*** Opening of AVAILABLE DATA ***

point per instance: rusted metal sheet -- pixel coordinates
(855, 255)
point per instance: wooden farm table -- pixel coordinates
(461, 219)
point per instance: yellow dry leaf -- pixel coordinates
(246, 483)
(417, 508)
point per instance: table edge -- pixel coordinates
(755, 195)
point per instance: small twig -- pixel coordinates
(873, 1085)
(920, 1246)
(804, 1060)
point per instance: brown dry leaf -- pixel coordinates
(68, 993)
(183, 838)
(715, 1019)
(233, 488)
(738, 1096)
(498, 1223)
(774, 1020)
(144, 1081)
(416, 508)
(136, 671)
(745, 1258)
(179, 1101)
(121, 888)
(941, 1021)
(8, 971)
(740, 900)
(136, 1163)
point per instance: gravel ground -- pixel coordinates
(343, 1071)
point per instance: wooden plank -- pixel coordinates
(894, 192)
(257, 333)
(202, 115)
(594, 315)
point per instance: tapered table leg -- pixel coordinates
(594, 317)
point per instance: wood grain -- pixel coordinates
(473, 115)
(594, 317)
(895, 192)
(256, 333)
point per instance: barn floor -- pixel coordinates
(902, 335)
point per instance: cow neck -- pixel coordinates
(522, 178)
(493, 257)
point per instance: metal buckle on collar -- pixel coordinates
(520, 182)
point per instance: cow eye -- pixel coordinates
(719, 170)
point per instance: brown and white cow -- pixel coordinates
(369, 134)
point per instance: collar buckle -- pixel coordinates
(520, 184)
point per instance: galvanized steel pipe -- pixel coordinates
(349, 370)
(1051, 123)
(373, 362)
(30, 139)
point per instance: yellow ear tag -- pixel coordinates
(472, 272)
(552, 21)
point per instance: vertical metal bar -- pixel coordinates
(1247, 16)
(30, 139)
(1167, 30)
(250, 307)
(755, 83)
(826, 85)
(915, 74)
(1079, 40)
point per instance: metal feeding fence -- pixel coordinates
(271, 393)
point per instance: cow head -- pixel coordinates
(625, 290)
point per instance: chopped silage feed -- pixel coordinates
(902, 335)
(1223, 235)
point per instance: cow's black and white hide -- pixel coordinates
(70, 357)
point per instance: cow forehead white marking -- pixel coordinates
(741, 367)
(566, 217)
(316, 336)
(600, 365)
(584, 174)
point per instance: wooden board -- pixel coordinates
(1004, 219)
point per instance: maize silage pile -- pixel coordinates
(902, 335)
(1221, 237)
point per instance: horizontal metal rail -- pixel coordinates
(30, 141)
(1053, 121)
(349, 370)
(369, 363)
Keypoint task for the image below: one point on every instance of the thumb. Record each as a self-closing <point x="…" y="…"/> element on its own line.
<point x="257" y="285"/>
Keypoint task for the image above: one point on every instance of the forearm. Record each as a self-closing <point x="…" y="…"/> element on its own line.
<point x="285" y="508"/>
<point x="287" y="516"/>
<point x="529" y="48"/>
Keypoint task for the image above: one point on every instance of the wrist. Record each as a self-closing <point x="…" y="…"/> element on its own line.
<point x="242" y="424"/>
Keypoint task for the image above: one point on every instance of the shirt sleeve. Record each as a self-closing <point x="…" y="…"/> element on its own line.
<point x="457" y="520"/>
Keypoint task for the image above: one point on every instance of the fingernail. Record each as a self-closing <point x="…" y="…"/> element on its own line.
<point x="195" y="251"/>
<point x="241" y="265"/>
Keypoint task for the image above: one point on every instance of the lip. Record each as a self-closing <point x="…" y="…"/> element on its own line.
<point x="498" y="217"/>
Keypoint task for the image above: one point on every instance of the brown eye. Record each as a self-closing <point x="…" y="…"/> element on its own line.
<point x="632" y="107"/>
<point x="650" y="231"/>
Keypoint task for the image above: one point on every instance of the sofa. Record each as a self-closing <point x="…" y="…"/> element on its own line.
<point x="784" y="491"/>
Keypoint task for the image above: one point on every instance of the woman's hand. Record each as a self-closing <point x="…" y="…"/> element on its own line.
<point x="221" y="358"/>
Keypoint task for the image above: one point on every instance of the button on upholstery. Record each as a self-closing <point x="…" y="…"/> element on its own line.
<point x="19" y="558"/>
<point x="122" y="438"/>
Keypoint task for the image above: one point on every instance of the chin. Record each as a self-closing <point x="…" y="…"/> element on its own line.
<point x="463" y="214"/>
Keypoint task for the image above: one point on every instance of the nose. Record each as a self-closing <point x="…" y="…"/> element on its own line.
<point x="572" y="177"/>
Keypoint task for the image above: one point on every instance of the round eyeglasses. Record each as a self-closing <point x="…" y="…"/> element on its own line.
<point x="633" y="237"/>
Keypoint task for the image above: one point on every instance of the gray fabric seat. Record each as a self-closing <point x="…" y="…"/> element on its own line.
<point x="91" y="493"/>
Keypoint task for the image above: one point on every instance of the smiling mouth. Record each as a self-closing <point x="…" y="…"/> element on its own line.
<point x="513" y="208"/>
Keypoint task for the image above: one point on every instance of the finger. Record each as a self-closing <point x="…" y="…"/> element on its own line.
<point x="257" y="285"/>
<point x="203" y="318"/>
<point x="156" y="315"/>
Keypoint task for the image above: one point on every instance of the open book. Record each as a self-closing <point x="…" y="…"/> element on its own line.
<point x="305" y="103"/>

*** Close of AVAILABLE DATA ***

**THE PROBLEM:** Give back all the records exactly as they stand.

**ANSWER SECTION:**
point per instance: rusted metal sheet -- pixel coordinates
(855, 255)
point per instance: wooden farm table -- pixel coordinates
(461, 219)
point per instance: yellow dry leaf -- pixel coordinates
(246, 483)
(417, 508)
point per instance: table edge -- pixel coordinates
(755, 195)
point per instance: small twig -- pixel coordinates
(873, 1085)
(920, 1246)
(804, 1060)
point per instance: brown dry leaf -- pixel coordinates
(68, 993)
(183, 838)
(715, 1019)
(233, 488)
(738, 1096)
(498, 1223)
(774, 1020)
(144, 1081)
(416, 508)
(136, 671)
(745, 1258)
(179, 1101)
(121, 888)
(941, 1021)
(8, 971)
(740, 900)
(136, 1163)
point per instance: gravel ground -- pixel coordinates
(343, 1071)
point per instance: wooden plank -- pixel coordinates
(894, 192)
(257, 333)
(202, 115)
(594, 315)
point per instance: tapered table leg -- pixel coordinates
(594, 317)
point per instance: wood grain -- pixel coordinates
(473, 115)
(594, 317)
(895, 192)
(256, 333)
point per instance: barn floor -- pixel coordinates
(902, 335)
point per instance: cow neck -- pixel coordinates
(522, 178)
(493, 257)
point per instance: metal buckle on collar -- pixel coordinates
(520, 182)
point per instance: cow eye -- pixel coordinates
(719, 170)
point per instance: brown and white cow -- pixel coordinates
(369, 134)
point per instance: collar buckle -- pixel coordinates
(520, 184)
point per instance: galvanized steel pipe -- pixel coordinates
(349, 370)
(1051, 123)
(373, 362)
(30, 139)
point per instance: yellow ear tag -- pixel coordinates
(472, 272)
(552, 21)
point per instance: vertical metal bar -- pixel coordinates
(1247, 16)
(30, 139)
(1167, 30)
(250, 307)
(755, 83)
(826, 85)
(915, 74)
(1079, 40)
point per instance: metal feeding fence -- pixel coordinates
(271, 393)
point per instance: cow head -- pixel coordinates
(625, 290)
point per instance: chopped silage feed -- pixel coordinates
(902, 335)
(1223, 235)
point per instance: cow's black and white hide -- pixel coordinates
(70, 357)
point per instance: cow forehead white marking -- pixel coordinates
(741, 367)
(566, 217)
(316, 336)
(600, 365)
(584, 174)
point per instance: wooden board -- pixel coordinates
(1004, 219)
point per instance: maize silage pile -- pixel coordinates
(902, 335)
(1221, 237)
point per instance: horizontal metal rail -- pixel coordinates
(30, 141)
(1053, 121)
(349, 370)
(369, 363)
Keypoint task for the image below: one point on every instance of the thumb. Record each as a self-closing <point x="…" y="…"/> element on its own line.
<point x="257" y="285"/>
Keypoint task for the image above: one point on every instance of the forearm. Record each as a self-closing <point x="…" y="…"/> element on its own line.
<point x="285" y="508"/>
<point x="287" y="516"/>
<point x="529" y="48"/>
Keypoint task for the image above: one point on every instance of the wrist. Record each as a self-closing <point x="…" y="…"/> element on its own line.
<point x="242" y="424"/>
Keypoint task for the image above: one point on every instance of the shirt sleeve. Record each as a self-closing <point x="…" y="…"/> element on its own line.
<point x="457" y="520"/>
Keypoint task for the image above: one point on every instance of the fingernail. Record each as a self-closing <point x="…" y="…"/> element on its own line.
<point x="195" y="251"/>
<point x="241" y="265"/>
Keypoint task for the image above: one point on every instance of the lip. Record each as a self-closing <point x="…" y="…"/> element on its own line.
<point x="498" y="217"/>
Keypoint task for the image above: one point on every instance of the brown eye. Record each as a self-closing <point x="…" y="…"/> element on its own line.
<point x="632" y="107"/>
<point x="650" y="231"/>
Keypoint task for the image above: one point on every instance of the sofa. Record each as a self-closing <point x="…" y="…"/> element on its own line.
<point x="784" y="491"/>
Keypoint task for the image above: one point on every instance of the woman's hand. Record each as a self-closing <point x="…" y="…"/> element on its own line.
<point x="221" y="358"/>
Keypoint task for the image above: one point on every instance of the button on upholstery. Record each as a self-closing <point x="…" y="…"/> element on its own line.
<point x="19" y="558"/>
<point x="122" y="438"/>
Keypoint task for the image above: one point on every instance of the chin. Record each as a self-closing <point x="…" y="…"/> element on its own line.
<point x="463" y="214"/>
Keypoint task for the image above: one point on every instance of the nose. Record each as a self-closing <point x="…" y="…"/> element on its own line.
<point x="572" y="177"/>
Keypoint task for the image above: one point on every instance of the round eyeglasses. Record each as a self-closing <point x="…" y="…"/> element on its own line.
<point x="633" y="237"/>
Keypoint task for the image above: one point on every instance of the gray fabric seat. Record each as a self-closing <point x="…" y="…"/> element on its own line.
<point x="91" y="493"/>
Keypoint task for the image above: one point on every instance of the smiling mouth. Record each as a self-closing <point x="…" y="…"/> element on its own line.
<point x="513" y="208"/>
Keypoint task for the image above: one point on every instance of the finger. Record each as a self-closing <point x="…" y="…"/> element on its own line.
<point x="257" y="285"/>
<point x="203" y="318"/>
<point x="156" y="315"/>
Keypoint task for the image above: one point on every instance of the open book. Record each as a self-closing <point x="…" y="…"/> element on its own line.
<point x="305" y="103"/>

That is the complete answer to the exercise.